Spatial annotation records =
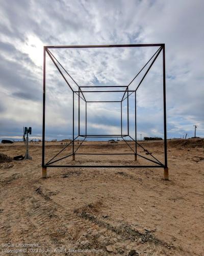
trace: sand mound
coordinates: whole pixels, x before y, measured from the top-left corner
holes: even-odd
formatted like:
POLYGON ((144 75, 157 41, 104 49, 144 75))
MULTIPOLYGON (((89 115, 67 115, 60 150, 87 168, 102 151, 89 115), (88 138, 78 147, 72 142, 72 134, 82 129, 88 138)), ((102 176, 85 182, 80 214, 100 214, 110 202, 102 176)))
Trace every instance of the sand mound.
POLYGON ((8 157, 6 155, 4 155, 4 154, 0 153, 0 163, 8 163, 12 161, 12 159, 11 157, 8 157))
POLYGON ((169 140, 168 144, 172 147, 204 147, 204 139, 169 140))

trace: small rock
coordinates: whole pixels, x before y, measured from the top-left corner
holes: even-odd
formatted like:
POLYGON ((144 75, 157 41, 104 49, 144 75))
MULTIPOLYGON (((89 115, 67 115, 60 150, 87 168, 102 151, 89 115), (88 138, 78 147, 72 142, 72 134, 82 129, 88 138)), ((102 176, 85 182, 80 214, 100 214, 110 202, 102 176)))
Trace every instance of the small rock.
POLYGON ((83 246, 87 246, 89 245, 89 242, 88 240, 82 241, 80 243, 83 246))
POLYGON ((130 255, 131 256, 134 255, 136 256, 136 255, 139 255, 139 253, 135 250, 133 249, 133 250, 131 250, 129 251, 128 255, 130 255))
POLYGON ((147 228, 145 228, 144 230, 145 231, 146 231, 147 232, 150 232, 151 230, 150 230, 150 229, 147 229, 147 228))
POLYGON ((111 245, 108 245, 108 246, 106 246, 106 250, 110 252, 113 251, 113 247, 111 245))
POLYGON ((141 243, 142 242, 142 239, 141 238, 139 238, 137 241, 138 242, 138 243, 141 243))

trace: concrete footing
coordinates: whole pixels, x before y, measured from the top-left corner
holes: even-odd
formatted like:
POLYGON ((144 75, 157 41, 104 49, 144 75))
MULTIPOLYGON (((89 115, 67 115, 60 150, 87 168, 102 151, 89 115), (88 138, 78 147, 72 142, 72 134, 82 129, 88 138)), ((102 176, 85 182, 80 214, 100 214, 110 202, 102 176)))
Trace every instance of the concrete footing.
POLYGON ((164 168, 164 178, 165 180, 169 180, 169 168, 164 168))
POLYGON ((42 167, 42 178, 47 178, 47 167, 42 167))

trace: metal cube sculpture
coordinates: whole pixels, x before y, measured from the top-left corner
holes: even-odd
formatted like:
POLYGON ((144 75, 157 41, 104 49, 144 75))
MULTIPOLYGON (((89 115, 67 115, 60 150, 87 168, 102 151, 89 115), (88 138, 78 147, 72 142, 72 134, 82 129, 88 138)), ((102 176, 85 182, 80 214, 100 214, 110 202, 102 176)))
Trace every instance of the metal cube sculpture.
MULTIPOLYGON (((165 45, 164 44, 137 44, 137 45, 90 45, 90 46, 45 46, 44 47, 44 62, 43 62, 43 124, 42 124, 42 176, 43 177, 46 177, 46 168, 47 167, 124 167, 124 168, 138 168, 138 167, 160 167, 163 168, 164 170, 164 179, 165 180, 168 179, 168 169, 167 166, 167 134, 166 134, 166 84, 165 84, 165 45), (71 77, 67 71, 64 68, 64 67, 61 65, 61 64, 59 62, 59 61, 54 56, 53 53, 49 51, 50 49, 60 49, 60 48, 114 48, 114 47, 158 47, 159 48, 157 49, 155 53, 153 56, 150 58, 148 61, 144 65, 144 66, 141 69, 141 70, 137 74, 134 78, 132 80, 132 81, 128 84, 128 86, 80 86, 71 77), (148 152, 148 151, 145 149, 141 143, 139 143, 137 140, 137 114, 136 114, 136 95, 137 90, 138 89, 140 84, 142 82, 146 75, 148 73, 148 71, 150 69, 151 66, 153 65, 157 58, 158 57, 160 53, 162 53, 163 54, 163 119, 164 119, 164 163, 162 163, 160 161, 157 159, 153 155, 148 152), (58 71, 60 72, 62 77, 63 78, 65 82, 67 84, 67 86, 71 90, 72 93, 72 120, 73 120, 73 129, 72 129, 72 139, 70 142, 69 144, 66 145, 64 148, 60 151, 57 154, 56 154, 54 157, 50 159, 46 163, 45 162, 45 88, 46 88, 46 81, 45 81, 45 56, 46 54, 49 57, 54 64, 57 68, 58 71), (144 75, 143 76, 140 82, 137 86, 136 90, 131 90, 129 89, 130 84, 135 79, 135 78, 140 74, 141 71, 147 67, 147 65, 149 65, 148 69, 145 72, 144 75), (66 79, 66 77, 62 72, 60 68, 62 68, 63 70, 66 72, 66 73, 69 76, 69 77, 72 79, 72 80, 74 82, 74 83, 78 86, 78 90, 75 91, 73 90, 68 81, 66 79), (111 88, 111 90, 106 90, 104 89, 106 88, 111 88), (103 88, 103 90, 102 90, 103 88), (93 91, 90 90, 90 89, 94 90, 93 91), (86 98, 85 94, 87 92, 91 93, 97 93, 98 92, 106 92, 107 93, 114 93, 114 92, 121 92, 122 93, 121 100, 118 101, 89 101, 86 98), (129 132, 129 97, 131 94, 133 94, 135 97, 135 139, 131 136, 129 132), (78 100, 78 108, 79 108, 79 114, 78 114, 78 135, 74 138, 74 96, 76 97, 78 100), (123 126, 122 126, 122 103, 124 100, 127 100, 127 131, 126 134, 123 133, 123 126), (84 101, 85 102, 85 133, 84 134, 82 134, 81 133, 80 130, 80 101, 84 101), (121 132, 120 134, 88 134, 87 133, 87 104, 90 102, 118 102, 120 104, 120 110, 121 110, 121 120, 120 120, 120 130, 121 132), (74 142, 76 139, 79 137, 83 138, 82 141, 80 143, 80 145, 77 147, 76 148, 74 148, 74 142), (151 165, 78 165, 74 164, 65 164, 65 165, 59 165, 56 164, 59 161, 64 159, 65 158, 72 157, 72 160, 75 160, 75 156, 76 155, 83 154, 85 155, 86 153, 81 154, 78 153, 78 151, 81 145, 85 140, 87 138, 113 138, 113 137, 120 137, 121 139, 125 142, 125 143, 128 145, 128 146, 131 148, 132 153, 115 153, 115 154, 107 154, 107 155, 133 155, 134 156, 135 160, 137 160, 137 156, 142 157, 145 159, 146 160, 150 161, 151 163, 154 164, 151 165), (131 140, 134 142, 135 146, 133 148, 132 146, 127 142, 126 138, 129 138, 131 140), (72 153, 65 157, 61 157, 57 160, 56 160, 57 156, 59 156, 60 153, 64 151, 67 147, 72 147, 72 153), (142 156, 138 154, 137 152, 137 147, 141 147, 144 151, 147 152, 148 154, 150 156, 151 158, 146 157, 144 156, 142 156)), ((89 155, 90 154, 88 154, 89 155)), ((104 155, 103 154, 97 154, 94 153, 92 155, 104 155)))

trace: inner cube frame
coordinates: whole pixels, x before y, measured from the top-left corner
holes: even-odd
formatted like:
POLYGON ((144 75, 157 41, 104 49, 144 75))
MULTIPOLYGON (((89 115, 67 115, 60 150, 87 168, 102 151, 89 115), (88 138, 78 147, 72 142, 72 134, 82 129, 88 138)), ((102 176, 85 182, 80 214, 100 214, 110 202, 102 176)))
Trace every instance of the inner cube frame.
POLYGON ((83 167, 83 168, 95 168, 95 167, 106 167, 106 168, 139 168, 139 167, 162 167, 164 168, 164 179, 165 180, 168 179, 168 169, 167 166, 167 133, 166 133, 166 79, 165 79, 165 44, 134 44, 134 45, 89 45, 89 46, 44 46, 43 51, 43 122, 42 122, 42 176, 45 178, 46 177, 46 168, 48 167, 83 167), (153 55, 153 56, 150 58, 148 61, 144 65, 144 66, 141 69, 141 70, 137 73, 134 78, 131 81, 131 82, 128 86, 80 86, 72 78, 72 77, 70 75, 70 74, 67 72, 67 71, 64 68, 64 67, 61 65, 61 64, 59 62, 59 61, 56 59, 54 55, 51 53, 49 50, 49 49, 60 49, 60 48, 124 48, 124 47, 159 47, 156 53, 153 55), (152 155, 151 153, 148 152, 148 151, 145 149, 140 143, 138 142, 137 140, 137 113, 136 113, 136 92, 140 87, 140 84, 142 83, 142 81, 144 80, 146 75, 148 73, 148 71, 150 69, 151 66, 153 65, 155 60, 157 59, 157 57, 162 52, 163 56, 163 118, 164 118, 164 163, 162 163, 158 159, 157 159, 155 156, 152 155), (66 145, 64 148, 60 151, 57 154, 56 154, 54 157, 53 157, 50 160, 49 160, 46 163, 45 163, 45 86, 46 86, 46 80, 45 80, 45 65, 46 65, 46 53, 47 54, 48 56, 50 57, 55 66, 56 67, 58 71, 60 72, 62 77, 64 79, 65 81, 67 84, 68 86, 71 90, 72 93, 72 120, 73 120, 73 127, 72 127, 72 139, 71 142, 66 145), (151 61, 151 62, 150 61, 151 61), (147 65, 150 63, 149 67, 145 72, 144 75, 143 76, 142 78, 140 80, 140 82, 138 84, 135 90, 129 90, 129 86, 132 83, 132 82, 135 79, 135 78, 139 75, 141 72, 147 66, 147 65), (67 80, 66 79, 65 76, 62 72, 60 68, 63 69, 63 70, 66 73, 66 74, 69 76, 69 77, 72 80, 74 83, 78 87, 78 90, 76 91, 73 90, 70 83, 68 82, 67 80), (89 90, 89 88, 96 88, 97 91, 87 91, 89 90), (100 91, 100 88, 112 88, 112 90, 106 90, 106 91, 100 91), (122 90, 119 90, 119 89, 122 88, 122 90), (84 96, 84 93, 86 92, 89 93, 96 93, 96 92, 106 92, 108 93, 109 92, 114 93, 116 92, 120 92, 123 93, 122 98, 121 100, 119 101, 88 101, 86 99, 84 96), (132 94, 134 94, 135 95, 135 139, 134 139, 130 135, 129 133, 129 97, 132 94), (127 96, 125 96, 126 94, 127 96), (78 99, 78 106, 79 106, 79 114, 78 114, 78 135, 74 138, 74 95, 76 95, 76 97, 78 99), (127 99, 128 105, 127 105, 127 119, 128 119, 128 134, 123 134, 122 133, 122 102, 127 99), (85 107, 85 134, 80 134, 80 100, 84 100, 86 103, 85 107), (87 104, 88 102, 120 102, 121 105, 121 120, 120 120, 120 125, 121 125, 121 133, 120 134, 108 134, 108 135, 88 135, 87 133, 87 104), (74 141, 79 137, 83 138, 82 142, 80 144, 79 146, 76 149, 74 149, 74 141), (131 140, 132 140, 135 142, 135 148, 133 149, 132 147, 128 143, 125 139, 126 137, 129 137, 131 140), (80 147, 81 146, 82 143, 84 142, 86 138, 114 138, 114 137, 121 137, 123 140, 126 143, 128 146, 131 148, 132 153, 114 153, 114 154, 99 154, 99 153, 76 153, 78 150, 79 149, 80 147), (72 146, 72 153, 65 157, 62 157, 57 160, 54 160, 54 159, 60 153, 63 151, 65 148, 66 148, 69 146, 72 146), (149 159, 139 154, 137 152, 137 146, 140 146, 142 148, 142 149, 147 152, 148 155, 151 157, 152 159, 149 159), (137 156, 142 157, 145 159, 146 160, 156 164, 154 165, 58 165, 55 164, 57 162, 60 161, 65 158, 68 158, 69 157, 72 156, 72 160, 75 160, 75 156, 76 155, 134 155, 135 156, 135 160, 137 160, 137 156))

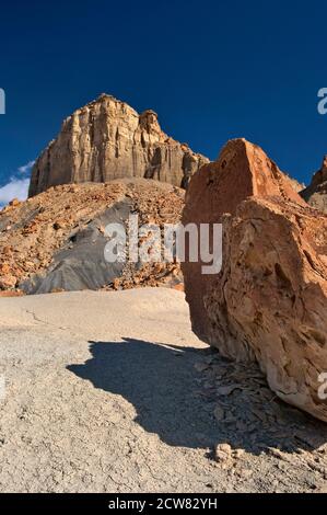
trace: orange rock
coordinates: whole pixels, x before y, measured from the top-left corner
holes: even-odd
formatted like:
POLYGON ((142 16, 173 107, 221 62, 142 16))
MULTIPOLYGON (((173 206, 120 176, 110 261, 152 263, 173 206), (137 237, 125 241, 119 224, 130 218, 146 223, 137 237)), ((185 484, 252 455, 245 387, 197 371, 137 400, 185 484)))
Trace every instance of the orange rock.
POLYGON ((13 275, 0 276, 0 288, 1 289, 14 288, 16 283, 17 283, 17 279, 13 275))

Requirements =
Reproduce the lines of the material above verbatim, starting at the line that contains "trace: inner cube frame" and ending at the line that contains "Trace every instance of the inner cube frame.".

Result of the task =
trace: inner cube frame
coordinates: whole pixels, x before y, measured from the top-left corner
holes: even-odd
formatted like:
POLYGON ((144 75, 157 41, 104 49, 144 75))
MULTIPOLYGON (((89 115, 67 115, 60 150, 87 168, 102 151, 89 115), (88 138, 78 147, 72 142, 72 134, 82 129, 88 138)), ((102 176, 85 182, 80 214, 100 214, 110 202, 102 176)))
Trace every instance of the inner cube frame.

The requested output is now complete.